-- begin --
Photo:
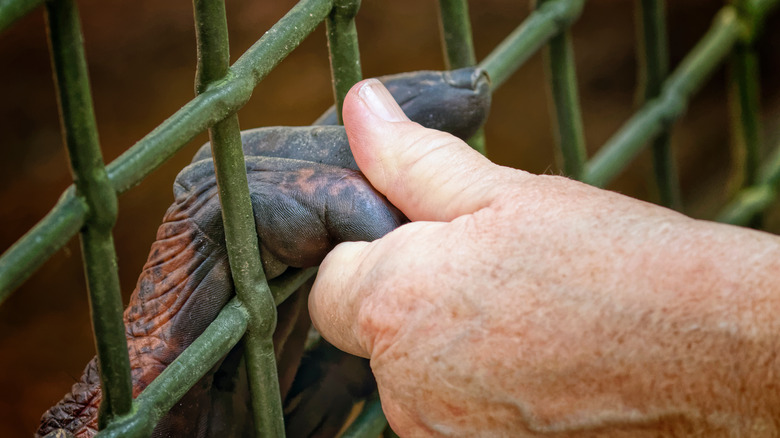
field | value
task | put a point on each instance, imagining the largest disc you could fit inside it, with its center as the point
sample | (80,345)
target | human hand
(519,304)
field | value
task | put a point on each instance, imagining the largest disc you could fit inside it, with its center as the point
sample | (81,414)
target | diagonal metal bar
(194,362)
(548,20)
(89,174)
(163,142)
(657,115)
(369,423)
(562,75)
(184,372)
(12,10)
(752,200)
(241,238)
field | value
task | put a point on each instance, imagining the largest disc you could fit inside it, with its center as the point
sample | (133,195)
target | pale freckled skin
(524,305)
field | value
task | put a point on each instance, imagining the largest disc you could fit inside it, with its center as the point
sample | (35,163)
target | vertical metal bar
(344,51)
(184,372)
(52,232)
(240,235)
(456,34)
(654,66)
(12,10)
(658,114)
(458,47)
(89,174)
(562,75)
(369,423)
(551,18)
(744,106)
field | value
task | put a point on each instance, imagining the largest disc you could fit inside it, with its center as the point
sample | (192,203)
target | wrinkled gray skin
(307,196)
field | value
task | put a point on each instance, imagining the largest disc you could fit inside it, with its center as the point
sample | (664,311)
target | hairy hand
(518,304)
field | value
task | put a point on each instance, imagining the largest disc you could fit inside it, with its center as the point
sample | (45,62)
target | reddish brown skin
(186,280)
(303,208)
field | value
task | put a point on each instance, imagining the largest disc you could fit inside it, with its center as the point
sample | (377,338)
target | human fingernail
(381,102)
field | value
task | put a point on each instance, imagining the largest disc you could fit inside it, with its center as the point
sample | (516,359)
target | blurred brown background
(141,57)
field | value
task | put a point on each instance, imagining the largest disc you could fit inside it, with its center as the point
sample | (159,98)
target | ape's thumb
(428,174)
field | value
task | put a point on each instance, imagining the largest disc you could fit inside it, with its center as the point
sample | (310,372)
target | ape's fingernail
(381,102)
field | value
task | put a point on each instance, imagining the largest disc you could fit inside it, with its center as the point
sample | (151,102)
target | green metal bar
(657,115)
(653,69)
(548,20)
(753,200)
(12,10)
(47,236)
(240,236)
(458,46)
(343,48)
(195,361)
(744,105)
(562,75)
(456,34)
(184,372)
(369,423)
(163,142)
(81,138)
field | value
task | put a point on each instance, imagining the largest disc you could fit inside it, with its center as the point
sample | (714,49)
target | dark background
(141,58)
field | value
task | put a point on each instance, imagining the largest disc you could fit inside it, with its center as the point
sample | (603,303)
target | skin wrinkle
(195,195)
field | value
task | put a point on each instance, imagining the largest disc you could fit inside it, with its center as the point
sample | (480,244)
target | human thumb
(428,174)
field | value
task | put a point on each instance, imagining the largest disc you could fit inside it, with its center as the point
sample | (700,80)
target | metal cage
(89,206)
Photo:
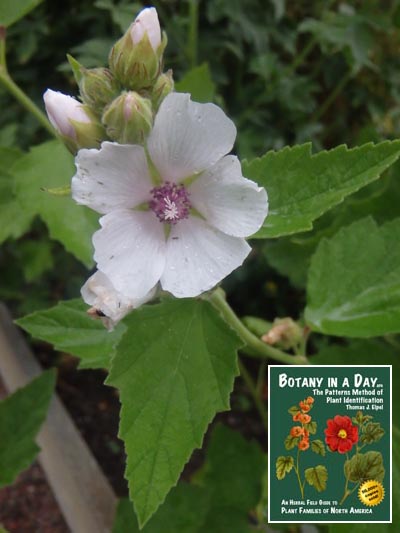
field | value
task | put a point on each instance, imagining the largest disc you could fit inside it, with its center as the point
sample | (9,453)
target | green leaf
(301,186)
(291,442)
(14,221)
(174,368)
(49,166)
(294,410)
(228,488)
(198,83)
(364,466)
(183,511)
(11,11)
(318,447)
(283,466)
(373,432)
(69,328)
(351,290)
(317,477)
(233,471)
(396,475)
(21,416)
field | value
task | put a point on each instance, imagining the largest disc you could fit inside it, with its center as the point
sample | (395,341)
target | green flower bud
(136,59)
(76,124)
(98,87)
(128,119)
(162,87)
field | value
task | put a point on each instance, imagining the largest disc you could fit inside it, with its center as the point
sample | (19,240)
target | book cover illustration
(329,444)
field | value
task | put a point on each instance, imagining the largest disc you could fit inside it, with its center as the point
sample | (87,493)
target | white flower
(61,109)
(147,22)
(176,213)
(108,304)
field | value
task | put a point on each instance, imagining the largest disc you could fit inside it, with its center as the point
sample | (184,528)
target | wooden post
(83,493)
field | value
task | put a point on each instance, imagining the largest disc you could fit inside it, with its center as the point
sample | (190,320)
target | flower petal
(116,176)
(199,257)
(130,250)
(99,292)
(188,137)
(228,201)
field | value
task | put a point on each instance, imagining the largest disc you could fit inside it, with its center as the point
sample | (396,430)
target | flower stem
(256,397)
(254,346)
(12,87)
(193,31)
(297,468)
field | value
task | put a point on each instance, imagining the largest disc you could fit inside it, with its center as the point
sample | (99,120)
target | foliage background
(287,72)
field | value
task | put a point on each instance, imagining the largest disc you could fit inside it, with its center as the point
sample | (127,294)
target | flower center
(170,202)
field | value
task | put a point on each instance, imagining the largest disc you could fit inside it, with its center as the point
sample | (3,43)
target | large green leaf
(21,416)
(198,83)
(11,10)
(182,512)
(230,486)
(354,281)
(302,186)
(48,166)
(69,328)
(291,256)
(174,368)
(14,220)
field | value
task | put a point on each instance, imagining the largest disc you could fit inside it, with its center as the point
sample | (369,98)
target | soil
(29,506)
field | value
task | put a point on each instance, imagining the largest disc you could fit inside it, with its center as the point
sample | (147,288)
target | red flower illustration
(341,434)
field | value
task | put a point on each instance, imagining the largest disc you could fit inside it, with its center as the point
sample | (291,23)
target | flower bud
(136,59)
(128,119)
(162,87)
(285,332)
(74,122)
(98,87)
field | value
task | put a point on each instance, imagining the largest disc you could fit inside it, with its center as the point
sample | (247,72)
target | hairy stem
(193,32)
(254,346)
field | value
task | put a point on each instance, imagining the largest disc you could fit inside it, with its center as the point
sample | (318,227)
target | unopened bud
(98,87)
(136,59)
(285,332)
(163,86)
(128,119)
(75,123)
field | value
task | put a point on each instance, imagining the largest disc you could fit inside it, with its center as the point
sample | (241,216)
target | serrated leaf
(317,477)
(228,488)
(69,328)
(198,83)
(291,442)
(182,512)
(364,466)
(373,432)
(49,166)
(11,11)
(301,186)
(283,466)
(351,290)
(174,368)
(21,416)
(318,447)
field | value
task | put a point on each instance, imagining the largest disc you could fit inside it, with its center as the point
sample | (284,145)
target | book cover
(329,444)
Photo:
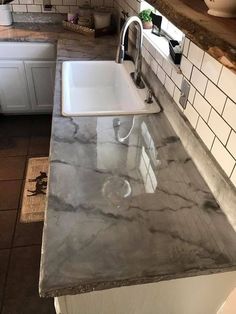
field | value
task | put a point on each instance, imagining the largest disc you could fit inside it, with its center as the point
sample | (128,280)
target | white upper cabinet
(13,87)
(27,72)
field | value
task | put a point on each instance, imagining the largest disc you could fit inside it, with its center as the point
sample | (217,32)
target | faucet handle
-- end --
Task details:
Return all the entries word for word, but omit any pictures they contain.

Exercise solution:
Photo:
field | value
task | put a point on each instance, imagining the largest disc you could fit inside it, with its center as the point
sample | (80,345)
target | human hand
(519,304)
field | value
task | put a point on each instance, imagining the largest disc you could fit inside it, with its center as the point
sample | (81,414)
target | diagonal metal bar
(194,362)
(548,20)
(89,174)
(163,142)
(657,115)
(369,423)
(562,75)
(184,372)
(12,10)
(752,200)
(241,238)
field | value
task | put a point on each instance, imagining the largest disc you could fit inside it, with its center as the point
sample | (133,195)
target | pale freckled skin
(524,305)
field | value
task | put a point on each instance, imagining the largest disc you could fit inside it, with its center as the point
sample | (35,163)
target | vertical metal bar
(344,51)
(184,372)
(52,232)
(240,235)
(456,34)
(654,66)
(12,10)
(658,114)
(458,47)
(89,174)
(562,75)
(369,423)
(551,18)
(744,106)
field | value
task | put a point on each instance, imagining the largest disc you could fit inside it, with its center as the point
sample | (192,203)
target | wrinkled gray skin
(307,196)
field | value
task | put a point on each instance, imagining the largest disc you could fit inside it, with its center as the point
sample | (664,311)
target | hairy hand
(518,304)
field | value
task | put a point on each instance, imagining the largest disc you could fit inside it, with its center as the point
sample | (45,62)
target | reddish brown skin
(186,280)
(303,208)
field | value
task | put a point on each instance, imagining the largest disc you could fit inside it, with its center as the point
sample | (377,338)
target | human fingernail
(381,102)
field | value
task | put a point on each instance, imagining the largest disc you could fit inside it, with its center as the point
sample | (516,359)
target | blurred brown background
(141,57)
field | value
task | put a point on each instance, imagining the largest disc you could fit inside it, with its center as the point
sample | (159,98)
target | ape's thumb
(428,174)
field | value
task | put a point on each instance, imagining the largest disc you could fit inside it, with its center as the point
sample | (310,372)
target | ape's fingernail
(381,102)
field | value
task | put a point on each instance, imagining the largest disc you could fit inside it, with its center as the point
sample | (151,102)
target | green metal bar
(657,115)
(653,69)
(548,20)
(753,200)
(12,10)
(47,236)
(240,236)
(458,46)
(343,48)
(195,361)
(744,105)
(562,75)
(456,34)
(184,372)
(369,423)
(163,142)
(81,138)
field | value
task | put a point on each instance, imagining the largest disc you could fit inside it, with its center as the point
sample | (714,49)
target | dark background
(141,58)
field | value
task | put a point on each instance, imagining the largest disc you could fit inside it, with its center as the point
sample | (603,303)
target | skin wrinkle
(195,195)
field | value
task | put a point on each instance, imagining the largest disc you could fit inside it, with its center as the point
sample | (480,244)
target | human thumb
(428,174)
field | value
task | put a point on each instance, imagining the largest disc you could fit inside it, with its center as the point
sample | (700,80)
target | metal cage
(89,206)
Photo:
field | value
task | put a point on each instance, imagining the largest disc you could fit inside it, with its center as the point
sample | (9,453)
target | green leaf
(301,186)
(291,442)
(14,221)
(174,368)
(49,166)
(294,410)
(228,488)
(198,83)
(364,466)
(183,511)
(11,11)
(318,447)
(283,466)
(373,432)
(69,328)
(351,290)
(317,477)
(233,471)
(396,475)
(21,416)
field | value
task | put a point on each instance, imagining the largest disc you could fit inside it, with its center as the point
sample | (395,341)
target | green flower bud
(136,59)
(76,124)
(98,87)
(128,119)
(162,87)
field | value
task | put a point on each instance, imagining the largest disc you could fit inside it, with its center as the point
sample | (19,240)
target | book cover illustration
(329,444)
field | value
task | put a point on each instance, imagining the largest disc you could fit inside it, with its center as the point
sample | (87,493)
target | white flower
(61,109)
(147,22)
(176,213)
(108,304)
field | value
task | put a point on each instance, imagining the largest disc you could fit inside it, with its center as the point
sample | (184,528)
target | wooden post
(83,493)
field | value
task | put a point on each instance, imagining the largest disc you could fit inside it, with its center as the point
sample | (190,320)
target | flower petal
(116,176)
(199,257)
(130,250)
(99,292)
(188,137)
(228,201)
field | value
task | put a point on each instance, imagining the largest disc you could fit inside it, with its center as the point
sample | (396,430)
target | flower stem
(256,397)
(254,346)
(12,87)
(193,31)
(297,468)
field | value
task | put a point on each instance, imagining the largest disc you could fit inside it, with its center as the point
sample | (99,120)
target | foliage background
(287,72)
field | value
task | put a point on each instance, imagining the largest disc you could fit inside it, with its center as the point
sample | (127,294)
target | flower center
(170,202)
field | value
task | put a point on each instance, imagining the largest disc you could fit inside it, with its center as the point
sample | (3,43)
target | large green leaf
(21,416)
(198,83)
(11,10)
(182,512)
(230,486)
(354,281)
(302,186)
(48,166)
(69,328)
(291,256)
(174,368)
(14,220)
field | value
task | put a point on each instance, imagining the largest disc you could fit inside it, with its center as the point
sample | (369,98)
target | soil
(29,506)
field | value
task | put a point on each instance, imagining the largest disc you could fit inside it, with its center as the point
sample | (147,288)
target | red flower illustration
(341,434)
field | value
task | put a point on each instance, imagining the largest disc you could fit inside it, with its center as the point
sample | (291,23)
target | flower bud
(136,59)
(128,119)
(162,87)
(285,332)
(74,122)
(98,87)
field | value
task | put a point on each instance, imagining the largest disc you could fit inside it, with its center as the point
sample | (247,72)
target | hairy stem
(193,32)
(254,346)
field | value
task | put a point on each instance, imagining the largest disc you could fit inside it, with its center as the point
sample | (318,227)
target | unopened bud
(98,87)
(136,59)
(285,332)
(163,86)
(128,119)
(75,123)
field | value
task | put a point on each instance, imagining the largest disc you could fit inside it, with its center as the point
sample | (241,216)
target | serrated leaf
(317,477)
(228,488)
(69,328)
(198,83)
(291,442)
(182,512)
(364,466)
(373,432)
(49,166)
(11,11)
(301,186)
(283,466)
(351,290)
(174,368)
(21,416)
(318,447)
field | value
task | put a point on each instance, imagining the largest disc you could fit inside it, with its center as the point
sample | (284,145)
target | book cover
(329,444)
Photo:
field | value
task | put a point on each instance, imagining the largest disc you could fit inside it, with its center as the point
sample | (128,280)
target | white upper cabinet
(13,87)
(27,72)
field | value
task | put a point on each instance, imagining the largest disc you could fit inside it, with its center as the point
sample | (217,32)
target | faucet handle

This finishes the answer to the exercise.